=== Exercise materials ===

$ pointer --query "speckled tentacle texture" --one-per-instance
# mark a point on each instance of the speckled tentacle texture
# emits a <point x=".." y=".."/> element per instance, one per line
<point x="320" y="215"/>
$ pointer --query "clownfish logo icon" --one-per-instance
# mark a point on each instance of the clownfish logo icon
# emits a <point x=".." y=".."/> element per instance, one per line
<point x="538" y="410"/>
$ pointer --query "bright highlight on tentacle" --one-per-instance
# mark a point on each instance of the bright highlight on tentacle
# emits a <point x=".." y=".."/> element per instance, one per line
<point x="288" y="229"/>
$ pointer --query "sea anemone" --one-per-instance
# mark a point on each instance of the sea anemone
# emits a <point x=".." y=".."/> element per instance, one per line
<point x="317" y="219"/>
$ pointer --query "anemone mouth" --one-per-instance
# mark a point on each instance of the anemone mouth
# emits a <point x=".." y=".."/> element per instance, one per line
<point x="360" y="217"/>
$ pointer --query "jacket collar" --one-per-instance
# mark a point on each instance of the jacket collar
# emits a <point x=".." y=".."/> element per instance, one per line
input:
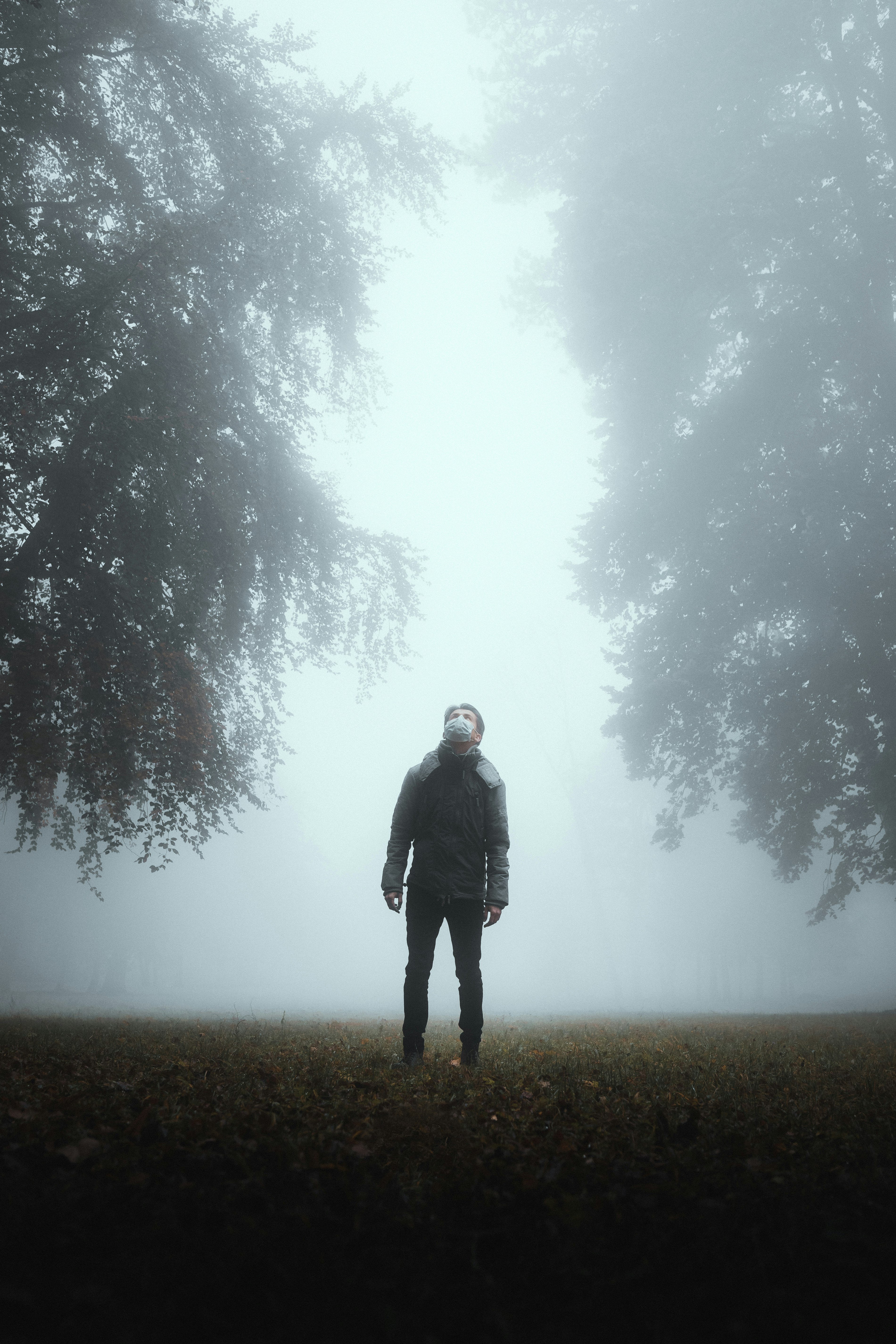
<point x="459" y="761"/>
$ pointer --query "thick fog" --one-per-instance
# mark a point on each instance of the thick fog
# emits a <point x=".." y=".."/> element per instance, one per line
<point x="480" y="455"/>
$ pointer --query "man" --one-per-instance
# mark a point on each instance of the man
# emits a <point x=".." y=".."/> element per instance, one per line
<point x="453" y="810"/>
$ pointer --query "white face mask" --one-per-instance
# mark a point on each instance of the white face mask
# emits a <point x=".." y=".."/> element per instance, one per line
<point x="459" y="730"/>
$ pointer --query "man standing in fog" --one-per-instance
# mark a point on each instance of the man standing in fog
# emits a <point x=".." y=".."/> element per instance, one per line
<point x="453" y="810"/>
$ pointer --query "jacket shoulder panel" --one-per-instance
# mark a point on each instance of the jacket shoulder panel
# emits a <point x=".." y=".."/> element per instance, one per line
<point x="426" y="767"/>
<point x="487" y="772"/>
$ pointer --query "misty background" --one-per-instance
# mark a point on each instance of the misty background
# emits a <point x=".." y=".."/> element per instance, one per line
<point x="480" y="455"/>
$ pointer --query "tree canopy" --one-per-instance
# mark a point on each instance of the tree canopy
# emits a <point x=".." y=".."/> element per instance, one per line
<point x="191" y="225"/>
<point x="723" y="275"/>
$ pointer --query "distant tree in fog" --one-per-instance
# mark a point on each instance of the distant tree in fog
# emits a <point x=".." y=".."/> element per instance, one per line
<point x="189" y="241"/>
<point x="723" y="275"/>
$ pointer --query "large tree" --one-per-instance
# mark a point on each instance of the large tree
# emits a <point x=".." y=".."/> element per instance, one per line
<point x="723" y="273"/>
<point x="190" y="230"/>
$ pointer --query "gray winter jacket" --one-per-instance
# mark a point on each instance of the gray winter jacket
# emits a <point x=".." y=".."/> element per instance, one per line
<point x="453" y="810"/>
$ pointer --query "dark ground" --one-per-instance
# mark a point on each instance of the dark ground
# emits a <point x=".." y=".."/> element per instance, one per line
<point x="723" y="1178"/>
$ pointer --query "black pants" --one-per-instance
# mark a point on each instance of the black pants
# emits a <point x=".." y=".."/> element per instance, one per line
<point x="425" y="916"/>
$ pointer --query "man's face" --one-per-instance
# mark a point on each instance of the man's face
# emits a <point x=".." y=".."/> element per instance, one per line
<point x="475" y="737"/>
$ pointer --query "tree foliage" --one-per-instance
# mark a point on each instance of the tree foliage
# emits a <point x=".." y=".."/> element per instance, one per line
<point x="723" y="275"/>
<point x="190" y="232"/>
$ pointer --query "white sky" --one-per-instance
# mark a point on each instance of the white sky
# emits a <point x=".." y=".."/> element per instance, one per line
<point x="480" y="456"/>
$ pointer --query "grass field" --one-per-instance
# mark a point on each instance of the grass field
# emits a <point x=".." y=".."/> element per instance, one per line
<point x="280" y="1181"/>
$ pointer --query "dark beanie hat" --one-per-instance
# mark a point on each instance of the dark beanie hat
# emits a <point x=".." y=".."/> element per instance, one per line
<point x="480" y="724"/>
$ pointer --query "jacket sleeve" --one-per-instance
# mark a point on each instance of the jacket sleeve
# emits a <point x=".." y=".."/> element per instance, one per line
<point x="402" y="834"/>
<point x="498" y="842"/>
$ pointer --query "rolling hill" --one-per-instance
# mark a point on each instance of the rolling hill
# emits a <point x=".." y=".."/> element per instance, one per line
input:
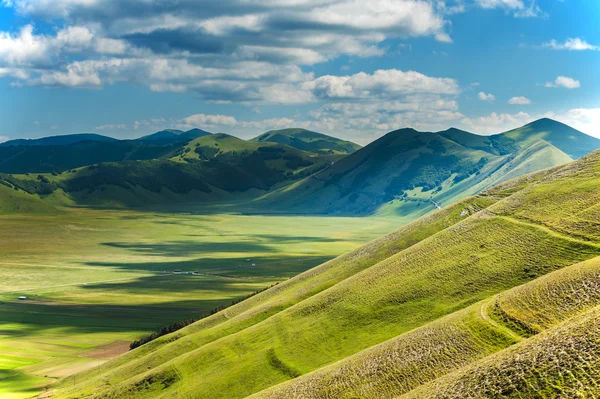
<point x="209" y="169"/>
<point x="570" y="141"/>
<point x="307" y="140"/>
<point x="404" y="173"/>
<point x="58" y="140"/>
<point x="482" y="298"/>
<point x="173" y="136"/>
<point x="60" y="158"/>
<point x="408" y="172"/>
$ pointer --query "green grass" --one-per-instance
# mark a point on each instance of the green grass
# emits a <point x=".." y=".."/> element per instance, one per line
<point x="429" y="270"/>
<point x="410" y="173"/>
<point x="306" y="140"/>
<point x="98" y="276"/>
<point x="467" y="336"/>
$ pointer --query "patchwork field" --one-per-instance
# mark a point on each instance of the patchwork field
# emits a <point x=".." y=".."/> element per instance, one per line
<point x="96" y="280"/>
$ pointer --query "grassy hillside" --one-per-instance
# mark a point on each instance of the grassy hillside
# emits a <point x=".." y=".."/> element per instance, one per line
<point x="173" y="136"/>
<point x="60" y="158"/>
<point x="306" y="140"/>
<point x="444" y="264"/>
<point x="99" y="279"/>
<point x="17" y="201"/>
<point x="209" y="169"/>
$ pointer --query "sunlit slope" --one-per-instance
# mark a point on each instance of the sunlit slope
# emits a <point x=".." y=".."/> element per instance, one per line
<point x="307" y="140"/>
<point x="209" y="169"/>
<point x="571" y="141"/>
<point x="440" y="347"/>
<point x="562" y="361"/>
<point x="284" y="295"/>
<point x="478" y="257"/>
<point x="409" y="173"/>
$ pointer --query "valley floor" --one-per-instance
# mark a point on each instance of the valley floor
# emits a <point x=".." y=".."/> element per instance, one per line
<point x="98" y="279"/>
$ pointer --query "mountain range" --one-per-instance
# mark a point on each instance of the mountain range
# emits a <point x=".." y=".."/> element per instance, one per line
<point x="405" y="172"/>
<point x="495" y="296"/>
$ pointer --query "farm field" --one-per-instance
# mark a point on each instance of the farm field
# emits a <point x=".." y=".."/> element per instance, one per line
<point x="98" y="279"/>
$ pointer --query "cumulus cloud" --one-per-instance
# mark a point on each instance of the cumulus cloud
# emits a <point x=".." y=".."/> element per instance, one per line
<point x="586" y="120"/>
<point x="564" y="81"/>
<point x="382" y="84"/>
<point x="519" y="8"/>
<point x="205" y="120"/>
<point x="486" y="97"/>
<point x="572" y="44"/>
<point x="519" y="101"/>
<point x="228" y="51"/>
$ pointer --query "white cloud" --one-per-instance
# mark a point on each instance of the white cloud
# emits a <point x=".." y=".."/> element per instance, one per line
<point x="495" y="122"/>
<point x="382" y="84"/>
<point x="564" y="81"/>
<point x="205" y="120"/>
<point x="233" y="51"/>
<point x="519" y="8"/>
<point x="519" y="101"/>
<point x="586" y="120"/>
<point x="486" y="97"/>
<point x="572" y="44"/>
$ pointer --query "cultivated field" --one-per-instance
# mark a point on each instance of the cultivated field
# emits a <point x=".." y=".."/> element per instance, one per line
<point x="96" y="279"/>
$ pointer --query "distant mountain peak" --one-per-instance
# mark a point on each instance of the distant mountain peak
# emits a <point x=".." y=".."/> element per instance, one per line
<point x="174" y="135"/>
<point x="59" y="140"/>
<point x="307" y="140"/>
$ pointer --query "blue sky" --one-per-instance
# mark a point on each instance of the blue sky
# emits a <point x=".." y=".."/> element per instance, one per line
<point x="349" y="68"/>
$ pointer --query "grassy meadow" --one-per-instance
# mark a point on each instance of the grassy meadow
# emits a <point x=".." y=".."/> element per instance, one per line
<point x="98" y="279"/>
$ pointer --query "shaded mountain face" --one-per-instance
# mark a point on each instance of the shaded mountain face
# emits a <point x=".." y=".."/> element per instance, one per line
<point x="405" y="172"/>
<point x="58" y="140"/>
<point x="209" y="168"/>
<point x="571" y="141"/>
<point x="59" y="158"/>
<point x="411" y="172"/>
<point x="60" y="153"/>
<point x="490" y="296"/>
<point x="173" y="136"/>
<point x="307" y="140"/>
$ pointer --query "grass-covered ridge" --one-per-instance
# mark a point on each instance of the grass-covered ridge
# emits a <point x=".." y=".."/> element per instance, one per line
<point x="309" y="323"/>
<point x="307" y="140"/>
<point x="410" y="172"/>
<point x="100" y="279"/>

===

* Directions for this task
Show every line of the items above that contains the string "face". Case counts.

* Output for this exercise
$ pointer --query "white face mask" --one-per-instance
# mark a point on each instance of the white face mask
$ pointer --query "man's face" --one-per-instance
# mark a point on each instance of the man's face
$ pointer --query "shaded mountain face" --one-per-instance
# mark a point on each instance of the shaded mountain face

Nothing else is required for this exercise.